_PROBLEM_.
Quote every entry word for word.
************
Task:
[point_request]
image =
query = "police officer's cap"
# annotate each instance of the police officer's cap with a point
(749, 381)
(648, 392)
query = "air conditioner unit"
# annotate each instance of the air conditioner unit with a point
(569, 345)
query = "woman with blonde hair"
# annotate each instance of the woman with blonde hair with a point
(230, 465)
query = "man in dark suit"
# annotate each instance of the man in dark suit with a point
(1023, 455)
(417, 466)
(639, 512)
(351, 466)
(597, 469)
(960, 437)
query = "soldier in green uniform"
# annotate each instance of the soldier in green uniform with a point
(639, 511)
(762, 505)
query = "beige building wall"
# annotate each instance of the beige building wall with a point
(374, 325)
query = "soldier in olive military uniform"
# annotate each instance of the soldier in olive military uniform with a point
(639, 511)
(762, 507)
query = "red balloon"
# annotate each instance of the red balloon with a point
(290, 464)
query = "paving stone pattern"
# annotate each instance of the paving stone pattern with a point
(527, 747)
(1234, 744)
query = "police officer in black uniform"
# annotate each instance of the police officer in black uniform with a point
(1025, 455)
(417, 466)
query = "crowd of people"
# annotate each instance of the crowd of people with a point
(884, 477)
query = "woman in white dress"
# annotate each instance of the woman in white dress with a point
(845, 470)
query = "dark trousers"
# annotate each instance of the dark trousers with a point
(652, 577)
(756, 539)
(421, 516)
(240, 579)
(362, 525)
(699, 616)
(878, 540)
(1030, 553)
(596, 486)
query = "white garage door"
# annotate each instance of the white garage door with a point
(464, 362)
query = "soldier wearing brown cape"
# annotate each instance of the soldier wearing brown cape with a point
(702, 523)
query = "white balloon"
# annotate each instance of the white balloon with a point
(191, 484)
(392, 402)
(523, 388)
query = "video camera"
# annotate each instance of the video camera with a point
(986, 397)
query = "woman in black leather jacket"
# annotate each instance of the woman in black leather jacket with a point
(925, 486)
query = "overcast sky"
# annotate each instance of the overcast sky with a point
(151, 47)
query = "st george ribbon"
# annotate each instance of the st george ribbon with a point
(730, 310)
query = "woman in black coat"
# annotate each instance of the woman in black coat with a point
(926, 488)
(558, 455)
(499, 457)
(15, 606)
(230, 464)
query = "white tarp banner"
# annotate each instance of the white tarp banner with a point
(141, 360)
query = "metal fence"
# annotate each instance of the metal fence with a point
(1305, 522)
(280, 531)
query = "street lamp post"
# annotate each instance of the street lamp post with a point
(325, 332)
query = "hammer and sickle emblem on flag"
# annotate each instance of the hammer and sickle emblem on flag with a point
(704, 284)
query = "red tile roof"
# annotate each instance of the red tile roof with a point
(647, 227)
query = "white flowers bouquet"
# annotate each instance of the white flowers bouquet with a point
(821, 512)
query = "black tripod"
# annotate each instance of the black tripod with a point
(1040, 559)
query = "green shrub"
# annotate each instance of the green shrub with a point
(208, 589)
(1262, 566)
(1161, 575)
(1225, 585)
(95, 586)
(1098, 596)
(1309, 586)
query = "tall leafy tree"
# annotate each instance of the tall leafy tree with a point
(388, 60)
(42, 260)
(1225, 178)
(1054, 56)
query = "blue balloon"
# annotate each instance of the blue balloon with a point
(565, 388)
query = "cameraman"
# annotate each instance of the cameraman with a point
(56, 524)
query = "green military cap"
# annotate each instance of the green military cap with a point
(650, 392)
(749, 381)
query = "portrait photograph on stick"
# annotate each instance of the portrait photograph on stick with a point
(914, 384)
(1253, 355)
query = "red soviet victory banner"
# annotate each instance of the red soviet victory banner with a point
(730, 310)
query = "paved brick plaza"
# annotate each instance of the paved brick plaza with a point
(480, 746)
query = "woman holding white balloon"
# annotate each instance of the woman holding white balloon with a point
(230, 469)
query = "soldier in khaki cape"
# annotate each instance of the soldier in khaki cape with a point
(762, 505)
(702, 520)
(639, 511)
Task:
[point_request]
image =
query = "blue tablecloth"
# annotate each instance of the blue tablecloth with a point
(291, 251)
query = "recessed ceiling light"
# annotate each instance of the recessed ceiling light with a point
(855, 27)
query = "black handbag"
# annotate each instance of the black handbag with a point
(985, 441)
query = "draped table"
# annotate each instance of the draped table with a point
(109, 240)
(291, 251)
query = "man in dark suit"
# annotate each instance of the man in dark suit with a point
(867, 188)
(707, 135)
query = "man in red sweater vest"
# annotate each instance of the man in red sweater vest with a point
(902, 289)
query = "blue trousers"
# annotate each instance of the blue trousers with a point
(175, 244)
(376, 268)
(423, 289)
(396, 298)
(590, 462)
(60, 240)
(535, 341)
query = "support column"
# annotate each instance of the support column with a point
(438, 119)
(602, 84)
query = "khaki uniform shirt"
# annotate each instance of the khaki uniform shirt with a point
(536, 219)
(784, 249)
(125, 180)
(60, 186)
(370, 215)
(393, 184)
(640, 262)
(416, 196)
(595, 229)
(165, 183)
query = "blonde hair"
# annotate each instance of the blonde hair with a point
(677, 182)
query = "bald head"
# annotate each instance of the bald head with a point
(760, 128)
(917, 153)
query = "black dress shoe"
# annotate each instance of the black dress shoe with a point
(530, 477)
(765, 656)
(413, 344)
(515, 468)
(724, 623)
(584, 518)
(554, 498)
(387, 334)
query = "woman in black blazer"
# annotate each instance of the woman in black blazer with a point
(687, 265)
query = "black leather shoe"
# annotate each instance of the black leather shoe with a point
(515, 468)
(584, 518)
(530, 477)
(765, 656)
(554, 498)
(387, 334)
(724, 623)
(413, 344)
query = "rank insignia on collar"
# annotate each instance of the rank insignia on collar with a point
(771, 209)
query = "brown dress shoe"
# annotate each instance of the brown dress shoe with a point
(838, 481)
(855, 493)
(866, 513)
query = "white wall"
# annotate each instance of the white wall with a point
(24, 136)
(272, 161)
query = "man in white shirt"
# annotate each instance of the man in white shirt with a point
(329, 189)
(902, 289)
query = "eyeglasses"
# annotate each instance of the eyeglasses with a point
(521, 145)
************
_FINISHED TASK_.
Task:
[point_request]
image =
query = "police officer's cap"
# annotate each instance of the police officer's cap with a point
(749, 381)
(648, 392)
query = "air conditioner unit"
# annotate each instance of the air conditioner unit with a point
(569, 345)
query = "woman with blonde hair"
# annotate each instance of the woman with blonde hair with a point
(230, 465)
query = "man in dark suit"
# annotate each instance of the man in dark suit with a point
(1023, 455)
(417, 466)
(639, 512)
(351, 466)
(597, 469)
(960, 437)
query = "soldier in green uniform"
# annotate each instance of the soldier in green uniform with a point
(639, 511)
(762, 505)
query = "beige building wall"
# annotate each instance of the beige building wall with a point
(374, 325)
query = "soldier in olive military uniform"
# annotate each instance of the soldier in olive military uniform with a point
(639, 511)
(762, 507)
query = "red balloon"
# annotate each instance of the red balloon with a point
(290, 464)
query = "paving stone pattern"
# annotate each instance of the paving stone pattern with a point
(527, 747)
(1234, 744)
query = "police officer in black uniform"
# annotate each instance of the police officer in black uniform with a point
(1025, 455)
(417, 466)
query = "crowd of people"
# annotate each instance of the crowd of people with a point
(884, 477)
query = "woman in white dress"
# annotate each instance of the woman in white dress with a point
(845, 470)
query = "dark trousers"
# annotate each instance of the dark trousers with a point
(652, 577)
(756, 539)
(421, 516)
(240, 579)
(362, 525)
(699, 616)
(878, 540)
(1030, 553)
(596, 486)
query = "white garage door"
# annotate each instance of the white garage door with a point
(464, 362)
query = "soldier wearing brown cape"
# annotate each instance of the soldier wearing brown cape with a point
(702, 523)
query = "white balloon"
# annotate each instance of the white balloon with a point
(191, 484)
(392, 402)
(523, 388)
query = "video camera"
# annotate each instance of the video camera with a point
(986, 397)
query = "woman in black leather jacket"
# annotate each instance of the woman in black leather jacket with a point
(925, 486)
query = "overcast sky"
# annotate each instance of the overcast sky with a point
(151, 47)
query = "st george ribbon"
# annotate each instance of the st george ribbon with a point
(730, 310)
query = "woman in black coat"
# annotate each instance of the woman in black coat with a point
(926, 488)
(558, 455)
(499, 457)
(15, 606)
(230, 464)
query = "white tarp banner"
# annotate each instance of the white tarp banner with a point
(141, 360)
query = "metal fence"
# annotate each instance of the metal fence with a point
(1305, 522)
(280, 531)
query = "street lamp post"
# annotate each instance of the street lamp post with a point
(325, 332)
query = "hammer and sickle emblem on flag"
# annotate each instance of the hammer and sickle emblem on flag with a point
(704, 284)
query = "red tile roof"
# annotate each instance of the red tile roof with a point
(647, 227)
query = "white flowers bouquet"
# annotate each instance of the white flowers bouquet with a point
(821, 512)
query = "black tripod"
# annotate each instance of the black tripod with a point
(1040, 559)
query = "green shrub"
# annotate each instance of the green shrub with a point
(208, 589)
(1262, 566)
(1161, 575)
(1225, 585)
(95, 586)
(1098, 596)
(1309, 586)
query = "tall leafy tree"
# annotate each instance of the tall leafy tree with a point
(388, 60)
(42, 260)
(1225, 178)
(1054, 56)
query = "blue balloon"
# annotate each instance of the blue balloon with a point
(565, 388)
query = "cameraman"
# annotate each instance of the cameraman with a point
(56, 524)
query = "green military cap"
# annotate each instance of the green military cap with a point
(650, 392)
(749, 381)
query = "portrait photograph on stick"
# annotate each instance of the portrait photograph on stick with a point
(914, 384)
(1253, 355)
query = "red soviet victory banner"
# annotate each instance of the red soviet victory banner with a point
(730, 310)
query = "paved brick plaza"
# annotate each instance of the paved brick plaza with a point
(480, 746)
query = "woman holding white balloon"
# annotate each instance of the woman holding white balloon with a point
(230, 469)
query = "soldier in khaki cape"
# annotate each instance of the soldier in khaki cape with a point
(762, 505)
(702, 520)
(639, 511)
Task:
[point_request]
image =
query = "blue tablecloth"
# annotate each instance of the blue tablecloth with a point
(291, 251)
query = "recessed ceiling light"
# annotate each instance of the recessed ceiling light with a point
(855, 27)
query = "black handbag"
# annotate each instance of the black handbag with a point
(985, 441)
query = "draped table"
# annotate each instance of the draped table with a point
(109, 240)
(291, 251)
query = "man in dark suit"
# annotate each instance of the man in dark suit with a point
(867, 188)
(707, 135)
query = "man in red sweater vest"
# annotate each instance of the man in red sweater vest with a point
(902, 289)
query = "blue trousers"
# annotate each instance of the blue trousers with a point
(175, 244)
(376, 268)
(423, 289)
(396, 298)
(590, 462)
(60, 240)
(535, 341)
query = "support column"
# annotate each instance of the support column with a point
(438, 119)
(602, 84)
query = "khaki uniform shirt"
# annotate each instance of the khaki uniform shirt with a point
(536, 219)
(784, 249)
(125, 180)
(60, 186)
(370, 215)
(393, 184)
(640, 262)
(416, 196)
(595, 229)
(165, 183)
query = "blonde hair"
# annotate each instance of the blonde hair with a point
(677, 182)
query = "bald head"
# annotate each instance of the bald head with a point
(760, 128)
(917, 153)
query = "black dress shoe"
# annotate each instance of the black dress shoe with a point
(530, 477)
(765, 656)
(413, 344)
(515, 468)
(724, 623)
(584, 518)
(554, 498)
(387, 334)
query = "woman in black blazer"
# annotate each instance of the woman in black blazer with a point
(687, 265)
query = "black leather shoe"
# annotate each instance of the black leather shoe with a point
(515, 468)
(584, 518)
(530, 477)
(765, 656)
(554, 498)
(387, 334)
(724, 623)
(413, 344)
query = "rank insignia on collar"
# annotate each instance of the rank insignia on collar with a point
(771, 209)
query = "brown dress shoe"
# annotate each instance of the brown dress shoe with a point
(838, 481)
(855, 493)
(866, 513)
query = "white wall"
# annotate each instance of the white wall with a point
(24, 136)
(272, 161)
query = "man in white shirt"
# annotate each instance of the man in white shirt with a point
(329, 189)
(902, 289)
query = "eyeglasses"
# annotate each instance of the eyeglasses with a point
(521, 145)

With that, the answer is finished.